In the Kentucky Derby trail article below, what is Bill Mott's best showing in the Derby?

#### [QUOTED TEXT]
┏━━
Kentucky Derby Trail: Odd Man In
Photo: Coglianese Photos
Majestic Warrior is one of several Derby 134 hopefuls from the Bill Mott barn.
You know it’s early when you start carving into the Kentucky Derby Presented by Yum! Brands (gr. I) before your Thanksgiving turkey, but this is a good time to start evaluating the 2-year-olds and get a jump on this week’s grade II Remsen and Kentucky Jockey Club Stakes and grade III Hollywood Prevue.

Nick Zito is loaded this year, as is Todd Pletcher to a lesser degree, but what’s this: Bill Mott with a bevy of juveniles? Could this be a watershed year for the Hall of Fame trainer, who has managed to send only four horses to Churchill Downs on the first Saturday in May? And, by the way, his best showing was Favorite Trick’s eighth-place finish in 1998. Whether it is or not, it does add a new dimension to the Derby trail, having the new-look Mott as a potential major force.

But there is still a long way to go, and Mott already has several of his youngsters on the sidelines. Not only will we take a look at Mott’s group of 2-year-olds, but Zito’s powerful force as well. Pletcher is not as deep as he’s been the past several years, but it’s still early and he does have a few who are worth watching. We’ll also take a look at several future book megabombs while they’re still way under the proverbial radar, including several recent maiden winners and even a couple who are still maidens.

But to get the week off to a rousing start, we witnessed an extremely impressive performance in Sunday’s Real Quiet Stakes at Hollywood Park by Colonel John, who produced a quick and powerful move to surge past the leaders in the blink of an eye. Granted, this was not a strong field by any means, but this Eoin Harty-trained son of Tiznow looks like an exciting colt with unlimited potential. It appears as if WinStar Farm is back in business on the classic scene, with Colonel John, Court Vision, and Referee to follow Bluegrass Cat, Any Given Saturday, and Cowtown Cat. Unlike the last three, who were all trained by Pletcher, this trio is with three different trainers – Eoin Harty, Mott, and Pletcher.

Now back to Mott. Although he nearly pulled off a Belmont Stakes (gr. I) victory with Vision and Verse in 1999, he has been near-invisible on the classic scene. He’s hoping that will change this year, thanks in good part to the backing of the vast Zayat Stable, which has the majority of its classic hopefuls with Mott.

But Mott’s presence on the 2-year-old scene goes deeper than Zayat. He pulled off a stunner in the Hopeful Stakes (gr. I) when Majestic Warrior, owned by the Steinbrenner family’s Kinsman Stud, turned in a powerful stretch run to blow by the favorites Ready’s Image, trained by Pletcher, and the highly touted Maimonides, from the Bob Baffert stable. But he came out of a dull performance in the Champagne Stakes (gr. I) with a hoof injury that kept him out of the Bessemer Trust Breeders’ Cup Juvenile (gr. I), He’s on the mend, and Mott can only hope he returns none the worse for wear. By A.P. Indy, out of Mott’s and Steinbrenner’s million-dollar earner Dream Supreme, by Seeking the Gold, Majestic Warrior certainly has the pedigree to go along with his ability.
┗━━
#### [RECORD LIST]
┏━━
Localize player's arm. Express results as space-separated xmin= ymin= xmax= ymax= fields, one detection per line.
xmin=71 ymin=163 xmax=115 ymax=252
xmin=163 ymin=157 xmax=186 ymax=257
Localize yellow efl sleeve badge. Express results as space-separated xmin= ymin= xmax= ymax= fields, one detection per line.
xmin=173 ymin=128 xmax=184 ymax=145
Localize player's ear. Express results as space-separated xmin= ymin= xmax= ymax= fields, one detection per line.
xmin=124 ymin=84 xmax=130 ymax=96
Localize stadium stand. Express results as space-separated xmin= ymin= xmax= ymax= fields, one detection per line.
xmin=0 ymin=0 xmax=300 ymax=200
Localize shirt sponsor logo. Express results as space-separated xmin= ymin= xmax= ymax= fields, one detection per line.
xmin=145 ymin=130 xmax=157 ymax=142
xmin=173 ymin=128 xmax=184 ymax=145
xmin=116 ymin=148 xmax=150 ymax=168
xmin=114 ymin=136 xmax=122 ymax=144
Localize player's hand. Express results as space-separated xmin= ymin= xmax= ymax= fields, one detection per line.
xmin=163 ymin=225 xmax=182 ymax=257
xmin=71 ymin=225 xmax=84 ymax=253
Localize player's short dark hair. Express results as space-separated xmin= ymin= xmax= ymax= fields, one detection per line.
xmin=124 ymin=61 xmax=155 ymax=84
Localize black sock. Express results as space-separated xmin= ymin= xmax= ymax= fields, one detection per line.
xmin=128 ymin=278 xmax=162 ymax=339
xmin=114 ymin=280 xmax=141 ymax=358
┗━━
#### [EXERCISE SOLUTION]
Favorite Trick's eighth-place finish in 1998.